The response must restate the data exactly, with nothing left out.

------ DATA EXTRACT ------

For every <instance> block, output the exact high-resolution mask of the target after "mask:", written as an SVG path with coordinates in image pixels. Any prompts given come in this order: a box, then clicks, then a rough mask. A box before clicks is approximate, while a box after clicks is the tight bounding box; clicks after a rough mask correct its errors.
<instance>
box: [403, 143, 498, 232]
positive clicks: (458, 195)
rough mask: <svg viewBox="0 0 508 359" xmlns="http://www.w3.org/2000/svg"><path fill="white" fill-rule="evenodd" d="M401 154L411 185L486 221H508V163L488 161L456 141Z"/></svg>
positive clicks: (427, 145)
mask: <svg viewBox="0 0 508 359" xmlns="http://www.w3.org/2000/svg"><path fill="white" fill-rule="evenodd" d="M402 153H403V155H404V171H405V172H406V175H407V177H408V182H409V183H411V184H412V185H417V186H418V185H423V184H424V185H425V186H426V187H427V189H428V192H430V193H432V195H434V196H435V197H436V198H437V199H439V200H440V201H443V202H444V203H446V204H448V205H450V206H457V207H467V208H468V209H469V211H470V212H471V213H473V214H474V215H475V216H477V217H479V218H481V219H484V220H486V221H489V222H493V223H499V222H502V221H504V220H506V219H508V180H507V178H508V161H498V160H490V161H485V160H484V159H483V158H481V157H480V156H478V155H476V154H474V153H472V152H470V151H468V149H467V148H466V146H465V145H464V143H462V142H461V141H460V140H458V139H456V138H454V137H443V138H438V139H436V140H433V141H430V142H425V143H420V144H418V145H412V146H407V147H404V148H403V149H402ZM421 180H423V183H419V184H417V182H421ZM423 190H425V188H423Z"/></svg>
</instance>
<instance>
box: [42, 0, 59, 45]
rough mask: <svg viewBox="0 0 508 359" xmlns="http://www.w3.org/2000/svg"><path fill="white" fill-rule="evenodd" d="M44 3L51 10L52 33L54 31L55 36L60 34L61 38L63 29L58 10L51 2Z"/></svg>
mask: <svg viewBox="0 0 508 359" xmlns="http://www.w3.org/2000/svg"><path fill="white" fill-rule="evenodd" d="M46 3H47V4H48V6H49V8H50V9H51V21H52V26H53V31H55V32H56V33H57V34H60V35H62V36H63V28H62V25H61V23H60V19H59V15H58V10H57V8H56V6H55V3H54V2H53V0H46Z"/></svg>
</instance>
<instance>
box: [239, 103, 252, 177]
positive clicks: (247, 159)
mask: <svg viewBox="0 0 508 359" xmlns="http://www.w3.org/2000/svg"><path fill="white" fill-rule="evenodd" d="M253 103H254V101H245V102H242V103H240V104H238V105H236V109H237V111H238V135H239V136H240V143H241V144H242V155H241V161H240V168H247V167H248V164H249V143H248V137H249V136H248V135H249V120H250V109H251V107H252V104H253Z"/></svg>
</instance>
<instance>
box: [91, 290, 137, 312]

------

# [ANSWER TO THE PROBLEM]
For every <instance> block, output the exact high-resolution mask of the target after "mask:", written as an SVG path with coordinates in image pixels. Any prompts given come in this order: a box, then clicks, then a rough mask. A box before clicks is approximate, while a box after clicks is the tight bounding box; clicks after a rough mask correct its errors.
<instance>
box: [403, 143, 498, 232]
positive clicks: (458, 195)
rough mask: <svg viewBox="0 0 508 359" xmlns="http://www.w3.org/2000/svg"><path fill="white" fill-rule="evenodd" d="M401 154L411 185L486 221H508V163L488 161L456 141Z"/></svg>
positive clicks: (427, 145)
mask: <svg viewBox="0 0 508 359" xmlns="http://www.w3.org/2000/svg"><path fill="white" fill-rule="evenodd" d="M402 153H403V155H404V171H405V172H406V175H407V177H408V182H409V183H411V184H412V185H417V186H418V185H423V184H424V185H425V186H426V187H427V189H428V192H430V193H432V195H434V196H435V197H436V198H437V199H439V200H440V201H443V202H444V203H446V204H448V205H450V206H457V207H467V208H468V209H469V211H470V212H471V213H473V214H474V215H475V216H477V217H479V218H481V219H484V220H486V221H489V222H493V223H499V222H502V221H504V220H506V219H508V180H507V178H508V161H498V160H490V161H485V160H484V159H483V158H481V157H480V156H478V155H476V154H474V153H472V152H470V151H468V149H467V148H466V146H465V145H464V143H462V142H461V141H460V140H458V139H456V138H454V137H443V138H438V139H436V140H433V141H430V142H425V143H420V144H418V145H412V146H407V147H404V148H403V149H402ZM421 180H423V183H419V184H417V182H421ZM423 190H425V188H423Z"/></svg>
</instance>
<instance>
box: [42, 0, 59, 45]
rough mask: <svg viewBox="0 0 508 359" xmlns="http://www.w3.org/2000/svg"><path fill="white" fill-rule="evenodd" d="M44 3L51 10L52 33L54 31L55 36L60 34L61 38L63 29L58 10L51 2Z"/></svg>
mask: <svg viewBox="0 0 508 359" xmlns="http://www.w3.org/2000/svg"><path fill="white" fill-rule="evenodd" d="M46 3H47V4H48V6H49V8H50V9H51V21H52V26H53V31H55V32H56V33H57V34H60V35H62V36H63V28H62V25H61V23H60V19H59V15H58V10H57V8H56V6H55V3H54V2H53V0H46Z"/></svg>
</instance>
<instance>
box: [239, 103, 252, 177]
positive clicks: (247, 159)
mask: <svg viewBox="0 0 508 359" xmlns="http://www.w3.org/2000/svg"><path fill="white" fill-rule="evenodd" d="M253 103H254V101H245V102H242V103H240V104H238V105H236V109H237V111H238V135H239V136H240V143H241V144H242V155H241V161H240V168H247V167H248V164H249V143H248V137H249V136H248V135H249V120H250V109H251V107H252V104H253Z"/></svg>
</instance>
<instance>
box: [91, 290, 137, 312]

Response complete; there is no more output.